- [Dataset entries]
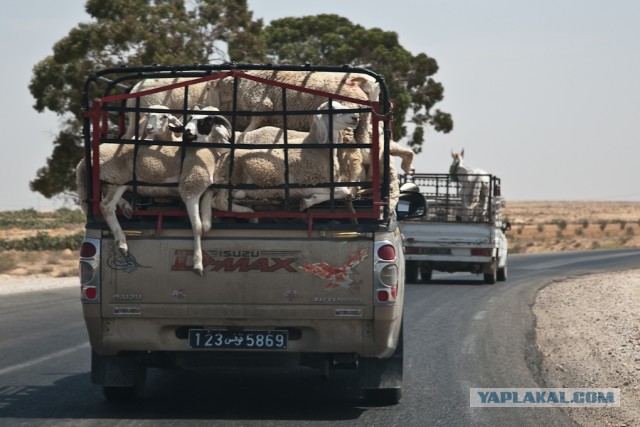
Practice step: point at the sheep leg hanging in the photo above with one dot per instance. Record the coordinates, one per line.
(108, 208)
(193, 209)
(320, 195)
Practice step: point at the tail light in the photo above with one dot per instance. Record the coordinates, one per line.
(88, 271)
(386, 272)
(482, 251)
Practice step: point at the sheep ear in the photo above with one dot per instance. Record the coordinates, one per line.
(322, 128)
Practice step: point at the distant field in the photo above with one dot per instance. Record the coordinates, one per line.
(536, 227)
(566, 226)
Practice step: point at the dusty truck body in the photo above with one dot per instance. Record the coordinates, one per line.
(322, 287)
(453, 237)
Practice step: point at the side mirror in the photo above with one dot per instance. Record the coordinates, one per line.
(411, 205)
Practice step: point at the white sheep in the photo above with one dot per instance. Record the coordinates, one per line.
(261, 97)
(474, 188)
(307, 166)
(198, 94)
(160, 165)
(359, 165)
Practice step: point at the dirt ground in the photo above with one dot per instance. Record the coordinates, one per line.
(588, 331)
(588, 328)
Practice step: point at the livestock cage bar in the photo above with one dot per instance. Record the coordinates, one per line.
(461, 198)
(110, 105)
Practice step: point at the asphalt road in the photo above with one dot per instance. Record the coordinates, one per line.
(459, 333)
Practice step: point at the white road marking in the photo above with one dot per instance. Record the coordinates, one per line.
(42, 359)
(480, 315)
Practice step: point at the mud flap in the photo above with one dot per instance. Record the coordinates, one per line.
(381, 379)
(115, 371)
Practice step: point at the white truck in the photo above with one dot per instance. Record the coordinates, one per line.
(323, 287)
(453, 237)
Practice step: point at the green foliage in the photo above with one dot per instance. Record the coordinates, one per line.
(44, 242)
(31, 219)
(171, 32)
(331, 39)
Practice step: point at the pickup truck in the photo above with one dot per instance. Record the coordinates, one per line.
(321, 288)
(451, 239)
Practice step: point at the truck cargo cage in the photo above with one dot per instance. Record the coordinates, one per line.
(110, 107)
(465, 198)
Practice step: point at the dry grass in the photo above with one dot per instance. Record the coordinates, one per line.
(536, 227)
(567, 226)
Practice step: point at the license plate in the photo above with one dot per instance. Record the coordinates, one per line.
(254, 340)
(435, 251)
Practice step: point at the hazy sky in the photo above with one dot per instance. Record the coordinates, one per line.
(544, 94)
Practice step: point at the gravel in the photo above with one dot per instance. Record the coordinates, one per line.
(588, 331)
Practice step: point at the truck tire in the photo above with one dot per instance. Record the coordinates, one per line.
(122, 376)
(425, 274)
(122, 394)
(502, 274)
(490, 277)
(411, 271)
(381, 379)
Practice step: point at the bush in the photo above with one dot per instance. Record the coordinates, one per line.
(38, 220)
(43, 241)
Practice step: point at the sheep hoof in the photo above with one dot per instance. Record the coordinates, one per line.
(123, 249)
(128, 212)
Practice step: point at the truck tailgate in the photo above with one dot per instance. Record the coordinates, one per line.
(436, 234)
(243, 277)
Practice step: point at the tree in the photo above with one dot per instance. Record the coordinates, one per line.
(331, 39)
(174, 32)
(131, 33)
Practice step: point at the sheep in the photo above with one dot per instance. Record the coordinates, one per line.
(359, 165)
(163, 164)
(306, 166)
(198, 93)
(474, 188)
(257, 96)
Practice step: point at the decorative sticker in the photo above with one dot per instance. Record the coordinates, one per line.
(337, 277)
(126, 263)
(291, 295)
(179, 293)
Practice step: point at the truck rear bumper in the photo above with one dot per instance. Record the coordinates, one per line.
(366, 338)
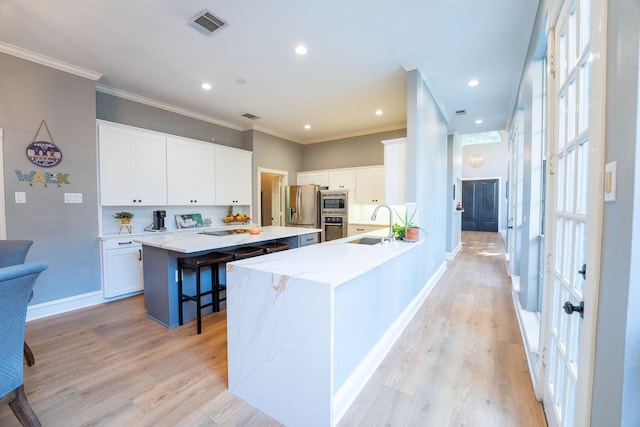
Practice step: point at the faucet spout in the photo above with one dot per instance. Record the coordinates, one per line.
(375, 214)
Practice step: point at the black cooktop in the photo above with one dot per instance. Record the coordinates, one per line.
(225, 232)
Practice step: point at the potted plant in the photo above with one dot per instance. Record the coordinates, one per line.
(407, 229)
(123, 217)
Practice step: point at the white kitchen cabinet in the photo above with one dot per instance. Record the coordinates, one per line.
(190, 172)
(132, 166)
(121, 267)
(342, 179)
(355, 229)
(395, 167)
(320, 178)
(370, 185)
(232, 176)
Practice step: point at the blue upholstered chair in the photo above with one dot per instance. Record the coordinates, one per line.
(16, 283)
(13, 252)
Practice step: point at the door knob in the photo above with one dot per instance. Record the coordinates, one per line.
(570, 308)
(583, 272)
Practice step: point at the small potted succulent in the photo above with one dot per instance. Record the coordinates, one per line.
(123, 217)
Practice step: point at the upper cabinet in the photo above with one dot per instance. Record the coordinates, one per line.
(342, 179)
(395, 165)
(370, 185)
(232, 176)
(132, 167)
(320, 178)
(190, 172)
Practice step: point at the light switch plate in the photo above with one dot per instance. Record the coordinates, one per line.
(73, 197)
(610, 181)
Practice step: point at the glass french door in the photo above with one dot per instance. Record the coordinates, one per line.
(575, 206)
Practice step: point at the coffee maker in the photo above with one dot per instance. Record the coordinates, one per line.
(158, 220)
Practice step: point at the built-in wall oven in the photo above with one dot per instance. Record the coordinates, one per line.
(334, 208)
(334, 227)
(334, 202)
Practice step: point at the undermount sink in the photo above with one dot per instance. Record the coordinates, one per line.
(367, 241)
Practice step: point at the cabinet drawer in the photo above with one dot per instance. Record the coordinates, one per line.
(121, 244)
(308, 239)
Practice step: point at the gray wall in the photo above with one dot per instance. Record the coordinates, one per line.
(64, 235)
(617, 366)
(427, 169)
(364, 150)
(119, 110)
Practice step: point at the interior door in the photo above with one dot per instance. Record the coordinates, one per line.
(480, 200)
(575, 209)
(276, 200)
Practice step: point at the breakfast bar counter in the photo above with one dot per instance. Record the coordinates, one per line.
(160, 262)
(307, 328)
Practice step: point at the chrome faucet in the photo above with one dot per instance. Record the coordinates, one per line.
(375, 214)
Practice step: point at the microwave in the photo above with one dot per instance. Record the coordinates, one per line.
(334, 202)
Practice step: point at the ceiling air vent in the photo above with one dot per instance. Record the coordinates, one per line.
(206, 23)
(250, 116)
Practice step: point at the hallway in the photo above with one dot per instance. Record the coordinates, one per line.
(460, 362)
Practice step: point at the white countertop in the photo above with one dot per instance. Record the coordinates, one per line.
(335, 262)
(194, 242)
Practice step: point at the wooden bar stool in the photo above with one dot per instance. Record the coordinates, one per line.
(245, 252)
(212, 260)
(270, 248)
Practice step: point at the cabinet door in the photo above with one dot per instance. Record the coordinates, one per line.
(132, 167)
(342, 180)
(190, 172)
(370, 185)
(315, 178)
(116, 162)
(150, 169)
(395, 166)
(122, 273)
(232, 176)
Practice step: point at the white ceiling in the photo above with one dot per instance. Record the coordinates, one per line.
(354, 64)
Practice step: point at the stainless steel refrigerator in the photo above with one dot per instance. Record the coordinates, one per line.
(302, 206)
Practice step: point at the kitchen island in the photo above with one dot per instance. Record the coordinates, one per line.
(160, 262)
(307, 328)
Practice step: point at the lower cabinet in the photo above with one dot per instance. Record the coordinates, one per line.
(355, 229)
(121, 267)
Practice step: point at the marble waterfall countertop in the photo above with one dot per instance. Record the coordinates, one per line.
(196, 242)
(334, 262)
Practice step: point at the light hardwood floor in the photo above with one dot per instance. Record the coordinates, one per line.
(459, 363)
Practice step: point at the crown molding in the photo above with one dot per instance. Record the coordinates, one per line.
(47, 61)
(161, 105)
(419, 66)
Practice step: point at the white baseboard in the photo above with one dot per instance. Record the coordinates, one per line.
(344, 397)
(451, 255)
(530, 332)
(50, 308)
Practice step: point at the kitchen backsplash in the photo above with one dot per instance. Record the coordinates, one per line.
(143, 216)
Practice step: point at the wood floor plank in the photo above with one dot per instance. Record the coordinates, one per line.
(459, 362)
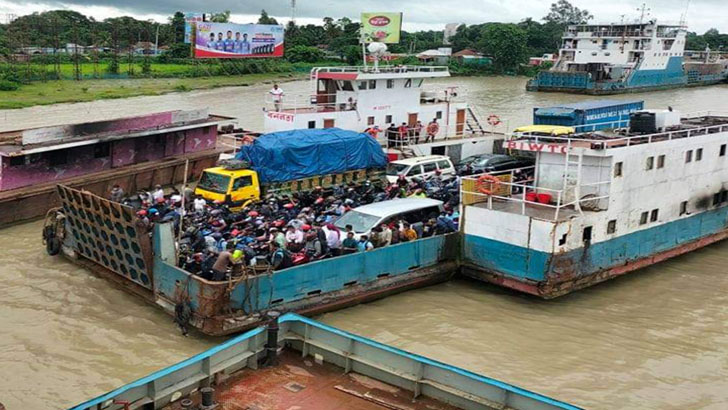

- [Work order] Copy exactly the lines from the one containing "Practice step: point at the kitchen island" through the last line of the records above, including both, and omit every picture.

- [Finished task]
Practice step: point at the kitchen island in the photo above with one dot per instance. Record the coordinates, one per line.
(160, 262)
(307, 328)
Practice step: point at the lower cabinet in the photo above with one dot per instance. Record the coordinates, one per line.
(355, 229)
(121, 267)
Practice step: point at the marble waterfall countertop in the photo above with one dot per instance. Record the coordinates, one per line.
(196, 242)
(334, 262)
Practice step: point at the light hardwood floor in the photo above with one dot per instance. Record the coordinates, one per line.
(459, 363)
Practice step: point at the crown molding in the photo above with one dot per instance. Record the coordinates, one per line.
(47, 61)
(161, 105)
(419, 66)
Practice step: point at the white baseboard in the photo above with one dot per instance. Record the coordinates, one per line.
(344, 397)
(451, 255)
(530, 332)
(50, 308)
Practice step: point at the kitchen backsplash in the photo above with one dot per instance. Record the coordinates, one per line.
(143, 216)
Practice step: point at the wood floor plank in the photo above with one dot per instance. Record the coordinates, one per line.
(459, 362)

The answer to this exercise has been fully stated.